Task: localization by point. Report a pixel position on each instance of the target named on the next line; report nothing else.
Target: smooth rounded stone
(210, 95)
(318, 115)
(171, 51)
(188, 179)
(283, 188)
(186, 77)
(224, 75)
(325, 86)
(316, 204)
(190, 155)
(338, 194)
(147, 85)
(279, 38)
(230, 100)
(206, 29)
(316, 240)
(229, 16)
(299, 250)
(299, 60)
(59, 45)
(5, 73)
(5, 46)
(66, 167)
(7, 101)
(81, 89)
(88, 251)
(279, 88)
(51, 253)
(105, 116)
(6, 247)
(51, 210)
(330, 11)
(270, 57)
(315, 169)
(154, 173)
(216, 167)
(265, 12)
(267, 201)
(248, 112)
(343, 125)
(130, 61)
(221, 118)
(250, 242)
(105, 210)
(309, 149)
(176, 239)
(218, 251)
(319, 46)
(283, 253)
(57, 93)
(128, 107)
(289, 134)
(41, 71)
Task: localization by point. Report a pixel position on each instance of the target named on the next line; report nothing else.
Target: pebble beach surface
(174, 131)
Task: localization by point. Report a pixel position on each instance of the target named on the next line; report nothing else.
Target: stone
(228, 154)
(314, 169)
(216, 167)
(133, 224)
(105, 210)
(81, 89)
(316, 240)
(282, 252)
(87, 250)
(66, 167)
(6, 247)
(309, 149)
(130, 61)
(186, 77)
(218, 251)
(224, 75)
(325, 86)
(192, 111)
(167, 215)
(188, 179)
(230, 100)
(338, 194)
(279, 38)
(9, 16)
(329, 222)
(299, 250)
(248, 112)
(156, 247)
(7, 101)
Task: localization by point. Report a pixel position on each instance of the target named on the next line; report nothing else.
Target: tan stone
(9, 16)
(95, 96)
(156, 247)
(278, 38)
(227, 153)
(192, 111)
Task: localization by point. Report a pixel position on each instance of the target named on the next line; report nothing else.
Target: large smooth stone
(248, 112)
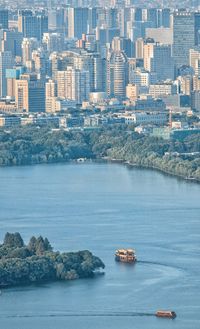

***

■ Exercise description ■
Everything in the records above must be repeated exactly, apart from the pictures.

■ Response to the task ■
Task: localization by point. Report a pixel position on each instance of the target named on the next line; report nothing else.
Target: smooth rounded stone
(210, 95)
(318, 115)
(171, 51)
(188, 179)
(283, 188)
(186, 77)
(224, 75)
(325, 86)
(316, 204)
(190, 155)
(338, 194)
(147, 85)
(279, 38)
(230, 100)
(206, 29)
(316, 240)
(229, 16)
(299, 250)
(299, 60)
(59, 45)
(5, 73)
(5, 46)
(66, 167)
(7, 101)
(81, 89)
(88, 251)
(279, 88)
(51, 253)
(105, 116)
(6, 247)
(51, 210)
(330, 11)
(270, 57)
(315, 169)
(154, 173)
(216, 167)
(265, 12)
(267, 201)
(248, 112)
(343, 125)
(130, 61)
(221, 118)
(250, 242)
(105, 210)
(309, 149)
(176, 239)
(218, 251)
(319, 46)
(283, 253)
(57, 93)
(128, 107)
(289, 134)
(41, 71)
Task: localization by point. Report a pixel position on each instance of the target named on the next line; report nothing else.
Target: pebble beach surface
(174, 131)
Task: localization by point. Report a pixel position on each instance of the target named on the next line; report nothing else.
Target: stone
(228, 154)
(314, 169)
(216, 167)
(133, 224)
(105, 210)
(81, 89)
(316, 240)
(282, 252)
(87, 250)
(66, 167)
(6, 247)
(309, 149)
(130, 61)
(186, 77)
(218, 251)
(224, 75)
(325, 86)
(192, 111)
(167, 215)
(188, 179)
(230, 100)
(338, 194)
(279, 38)
(9, 16)
(329, 222)
(299, 250)
(248, 112)
(156, 247)
(7, 101)
Task: localization by point. Report a pixel position on each instance of the target named on the next line; report nothing else.
Target: tan stone
(9, 16)
(95, 96)
(156, 247)
(278, 38)
(227, 153)
(192, 111)
Task: localization by point. Report a pixel position on each instance of the target named on the next line; report nothing else.
Target: large smooth stone
(248, 112)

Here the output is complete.